***** Exercise text
As is tradition at Eater, we close out the year with a survey of other local food writers on various restaurant-related topics. Up next, the biggest dining surprises of 2014.

Hamersley's Bistro
Hamersley's Bistro
Cal Bingham for Eater

MC Slim JB, restaurant critic for The Improper Bostonian: "I was gobsmacked that in the age of Yelp and Instagram I could still uncover a new restaurant that had been open for eight months yet was entirely overlooked by the local press and barely acknowledged by amateur reviewers: Thao Ngoc, a homey Vietnamese place in Fields Corner. One of my favorite new restaurants of 2014: a place to bring six friends, feast like a king, and collect $20 apiece to cover the check, including a fat tip. I’m truly grateful that The Improper occasionally lets me review more modest places like this in sorely under-reported neighborhoods like Dorchester."

BosGuy, blogger: "Gordon Hamersley's decision to close his very successful restaurant."

Rachel Cossar, blogger at Foodista on Pointe and special contributor to The Daily Meal: "Hamersley's Bistro closing."

Marc H., founder of Boston's Hidden Restaurants and Boston Restaurant Talk: "I'm stunned that the restaurant boom continues after several years of more restaurants opening than closing. This can't continue."

Damien Smith, community manager for Yelp Boston: "The hot, molten flow of Southern-inspired restaurants and menu features is a nice foil to standard New England fare. Not only have big buzz newcomers like State ParkRosebud redux and Loretta's held their own, the trend has chugga-chugga'd scores of chicken-fried fearing folk to mature mainstays. Which sucks when I want a table, but hey, good on ya."

Scott Kearnan, editor of Zagat Boston: "Saddest surprise, too: the closing of Hamersley’s Bistro. Certain spots are so iconic, and taken for granted, that you’re bound to be caught off guard when they close. (Even if the writing was on the wall.) Also… Before Wink & Nod opened, it seemed like it was being positioned as a cocktail destination with an ancillary culinary program. But the pop-up "incubator" concept of its revolving kitchen — which has so far brought in Whisk and Bread & Salt Hospitality — wound up being its more interesting feature, I think. Not so much a 'surprise' as an 'inversion of expectations'?"

Rachel Leah Blumenthal, editor of Eater Boston: "I'm surprised and delighted by the continued dining growth of neighborhoods that used to be dead at night and on weekends. Fort Point's old news at this point, but Downtown Crossing and Kendall Square, for example, have been getting livelier outside of office hours as more restaurants open."
**********
***** Record set
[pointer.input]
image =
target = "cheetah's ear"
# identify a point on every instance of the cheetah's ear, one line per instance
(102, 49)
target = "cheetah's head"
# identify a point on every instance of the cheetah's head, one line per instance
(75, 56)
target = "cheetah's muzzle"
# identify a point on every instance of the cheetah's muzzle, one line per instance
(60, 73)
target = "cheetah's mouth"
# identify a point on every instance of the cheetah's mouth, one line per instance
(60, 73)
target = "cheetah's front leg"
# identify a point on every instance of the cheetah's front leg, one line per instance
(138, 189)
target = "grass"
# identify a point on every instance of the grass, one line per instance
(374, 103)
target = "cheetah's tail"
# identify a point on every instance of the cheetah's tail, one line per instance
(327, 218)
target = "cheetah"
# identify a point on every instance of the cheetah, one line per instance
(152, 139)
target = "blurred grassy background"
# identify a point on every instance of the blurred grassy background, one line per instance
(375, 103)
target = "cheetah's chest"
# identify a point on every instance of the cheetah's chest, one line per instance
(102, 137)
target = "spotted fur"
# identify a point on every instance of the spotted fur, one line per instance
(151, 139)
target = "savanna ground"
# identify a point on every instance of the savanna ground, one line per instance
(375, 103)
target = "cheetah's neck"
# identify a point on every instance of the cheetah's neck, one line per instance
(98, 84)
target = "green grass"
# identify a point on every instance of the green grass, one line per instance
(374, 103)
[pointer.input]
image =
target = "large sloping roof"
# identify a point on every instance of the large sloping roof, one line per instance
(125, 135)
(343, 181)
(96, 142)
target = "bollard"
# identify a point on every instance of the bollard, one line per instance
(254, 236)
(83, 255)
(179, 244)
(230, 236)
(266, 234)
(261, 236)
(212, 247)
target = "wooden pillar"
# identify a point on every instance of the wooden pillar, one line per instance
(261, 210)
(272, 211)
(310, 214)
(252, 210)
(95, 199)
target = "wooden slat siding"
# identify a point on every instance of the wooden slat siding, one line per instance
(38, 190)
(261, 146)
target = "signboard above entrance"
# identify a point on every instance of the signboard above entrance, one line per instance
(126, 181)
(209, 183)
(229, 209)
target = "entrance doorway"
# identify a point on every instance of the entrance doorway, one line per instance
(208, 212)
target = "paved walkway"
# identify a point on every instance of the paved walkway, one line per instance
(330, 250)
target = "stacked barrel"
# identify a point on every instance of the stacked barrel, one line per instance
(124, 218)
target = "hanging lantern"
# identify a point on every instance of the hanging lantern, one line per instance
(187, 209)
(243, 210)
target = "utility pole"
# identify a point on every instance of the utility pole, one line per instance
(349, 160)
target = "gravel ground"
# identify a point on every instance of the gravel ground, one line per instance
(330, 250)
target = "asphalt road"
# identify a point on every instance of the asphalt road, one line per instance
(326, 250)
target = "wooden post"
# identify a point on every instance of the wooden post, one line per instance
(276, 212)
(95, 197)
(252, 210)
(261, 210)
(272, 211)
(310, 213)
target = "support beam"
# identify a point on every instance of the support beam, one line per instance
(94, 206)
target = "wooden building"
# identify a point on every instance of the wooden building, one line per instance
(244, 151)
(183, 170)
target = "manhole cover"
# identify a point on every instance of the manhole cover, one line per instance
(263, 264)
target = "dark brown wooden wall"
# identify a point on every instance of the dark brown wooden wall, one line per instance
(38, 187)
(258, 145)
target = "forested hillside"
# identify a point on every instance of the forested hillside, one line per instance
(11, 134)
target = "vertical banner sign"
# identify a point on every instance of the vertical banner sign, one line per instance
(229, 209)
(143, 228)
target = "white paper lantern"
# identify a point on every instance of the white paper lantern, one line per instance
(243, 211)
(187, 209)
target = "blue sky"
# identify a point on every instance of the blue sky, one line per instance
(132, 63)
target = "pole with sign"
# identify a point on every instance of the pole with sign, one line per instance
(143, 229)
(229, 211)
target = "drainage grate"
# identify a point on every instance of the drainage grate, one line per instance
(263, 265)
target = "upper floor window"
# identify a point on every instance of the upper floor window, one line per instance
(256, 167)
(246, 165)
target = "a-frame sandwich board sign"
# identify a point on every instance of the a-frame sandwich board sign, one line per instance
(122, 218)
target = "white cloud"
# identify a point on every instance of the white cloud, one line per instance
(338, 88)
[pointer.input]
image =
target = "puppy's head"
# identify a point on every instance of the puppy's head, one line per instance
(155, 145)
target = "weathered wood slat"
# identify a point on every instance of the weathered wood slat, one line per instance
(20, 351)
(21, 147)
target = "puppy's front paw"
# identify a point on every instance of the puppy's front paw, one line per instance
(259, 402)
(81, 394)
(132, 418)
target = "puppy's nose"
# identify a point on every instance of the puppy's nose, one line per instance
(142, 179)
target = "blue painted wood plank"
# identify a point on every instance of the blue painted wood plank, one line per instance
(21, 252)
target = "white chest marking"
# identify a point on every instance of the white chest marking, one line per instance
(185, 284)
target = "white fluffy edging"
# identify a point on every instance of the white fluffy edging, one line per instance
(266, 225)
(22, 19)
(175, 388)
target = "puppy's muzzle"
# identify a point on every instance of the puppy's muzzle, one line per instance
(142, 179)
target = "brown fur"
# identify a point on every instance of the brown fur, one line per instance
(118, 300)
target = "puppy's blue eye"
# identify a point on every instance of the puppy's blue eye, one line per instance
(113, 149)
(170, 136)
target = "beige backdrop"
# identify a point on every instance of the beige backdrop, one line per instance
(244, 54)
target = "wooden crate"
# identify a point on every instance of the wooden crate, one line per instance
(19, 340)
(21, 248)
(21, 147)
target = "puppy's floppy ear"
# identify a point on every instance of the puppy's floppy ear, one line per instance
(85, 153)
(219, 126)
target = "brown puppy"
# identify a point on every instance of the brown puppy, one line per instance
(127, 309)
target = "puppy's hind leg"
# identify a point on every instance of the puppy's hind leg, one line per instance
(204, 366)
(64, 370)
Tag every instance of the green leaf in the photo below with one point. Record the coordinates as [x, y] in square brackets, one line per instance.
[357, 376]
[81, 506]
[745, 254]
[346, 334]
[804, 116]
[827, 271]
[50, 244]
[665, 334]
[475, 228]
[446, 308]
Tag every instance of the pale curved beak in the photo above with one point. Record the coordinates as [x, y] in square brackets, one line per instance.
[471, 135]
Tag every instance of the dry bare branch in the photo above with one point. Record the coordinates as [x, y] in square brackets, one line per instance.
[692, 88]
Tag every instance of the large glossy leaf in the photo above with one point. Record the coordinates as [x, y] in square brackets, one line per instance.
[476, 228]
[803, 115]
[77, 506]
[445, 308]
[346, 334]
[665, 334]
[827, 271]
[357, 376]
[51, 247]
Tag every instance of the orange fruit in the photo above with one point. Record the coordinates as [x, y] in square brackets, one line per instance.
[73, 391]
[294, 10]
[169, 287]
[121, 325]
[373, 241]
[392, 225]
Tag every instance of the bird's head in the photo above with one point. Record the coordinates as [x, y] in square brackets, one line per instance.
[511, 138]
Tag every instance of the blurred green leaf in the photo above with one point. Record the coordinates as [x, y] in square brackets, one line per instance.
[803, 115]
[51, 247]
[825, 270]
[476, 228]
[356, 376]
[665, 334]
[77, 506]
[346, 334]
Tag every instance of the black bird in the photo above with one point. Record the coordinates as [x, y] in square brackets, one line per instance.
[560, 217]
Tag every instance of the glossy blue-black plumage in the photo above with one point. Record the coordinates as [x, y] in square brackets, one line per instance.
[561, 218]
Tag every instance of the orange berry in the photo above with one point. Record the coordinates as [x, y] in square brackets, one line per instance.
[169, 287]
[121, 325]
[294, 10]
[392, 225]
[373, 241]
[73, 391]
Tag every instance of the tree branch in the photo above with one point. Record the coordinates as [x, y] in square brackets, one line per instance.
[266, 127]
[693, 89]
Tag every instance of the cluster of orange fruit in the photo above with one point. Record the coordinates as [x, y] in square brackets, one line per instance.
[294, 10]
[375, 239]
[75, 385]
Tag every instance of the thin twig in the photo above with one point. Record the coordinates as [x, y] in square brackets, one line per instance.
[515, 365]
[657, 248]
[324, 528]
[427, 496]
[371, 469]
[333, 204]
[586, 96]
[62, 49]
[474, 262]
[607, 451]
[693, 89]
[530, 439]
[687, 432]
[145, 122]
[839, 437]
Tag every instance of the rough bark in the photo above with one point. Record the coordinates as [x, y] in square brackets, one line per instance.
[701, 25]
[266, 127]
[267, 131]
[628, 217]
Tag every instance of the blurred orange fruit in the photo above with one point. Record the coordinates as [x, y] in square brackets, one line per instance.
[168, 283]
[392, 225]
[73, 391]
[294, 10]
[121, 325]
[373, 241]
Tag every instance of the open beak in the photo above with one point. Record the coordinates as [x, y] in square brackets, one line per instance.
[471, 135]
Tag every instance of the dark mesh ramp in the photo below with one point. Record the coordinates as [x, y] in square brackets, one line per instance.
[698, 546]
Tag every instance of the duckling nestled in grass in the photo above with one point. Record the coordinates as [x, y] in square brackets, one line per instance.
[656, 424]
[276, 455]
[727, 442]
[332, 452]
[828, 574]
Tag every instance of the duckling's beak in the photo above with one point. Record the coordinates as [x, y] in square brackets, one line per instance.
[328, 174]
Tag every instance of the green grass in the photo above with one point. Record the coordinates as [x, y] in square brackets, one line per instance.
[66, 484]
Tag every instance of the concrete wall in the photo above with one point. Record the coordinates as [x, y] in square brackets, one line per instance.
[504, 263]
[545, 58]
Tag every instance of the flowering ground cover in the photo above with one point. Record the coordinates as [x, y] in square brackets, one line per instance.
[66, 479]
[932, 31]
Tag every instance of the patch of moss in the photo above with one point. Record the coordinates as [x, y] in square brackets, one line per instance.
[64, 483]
**********
Exercise set:
A) Retype the passage of the dining-surprises survey from "As is tradition" up to and including "surprises of 2014.".
B) Decide whether each statement agrees with the dining-surprises survey. Answer yes or no and quote the deciding words. (i) MC Slim JB found a restaurant that had been open for eight months. (ii) Marc H. expects the restaurant boom to keep going. (iii) Scott Kearnan says the revolving kitchen at Wink & Nod has brought in Whisk and Bread & Salt Hospitality.
C) In the dining-surprises survey, which two neighborhoods does Rachel Leah Blumenthal give as examples of places getting livelier outside of office hours?

Response list:
A)
As is tradition at Eater, we close out the year with a survey of other local food writers on various restaurant-related topics. Up next, the biggest dining surprises of 2014.

B)
(i) Yes: "a new restaurant that had been open for eight months"
(ii) No: "This can't continue."
(iii) Yes: "which has so far brought in Whisk and Bread & Salt Hospitality"

C) Downtown Crossing and Kendall Square.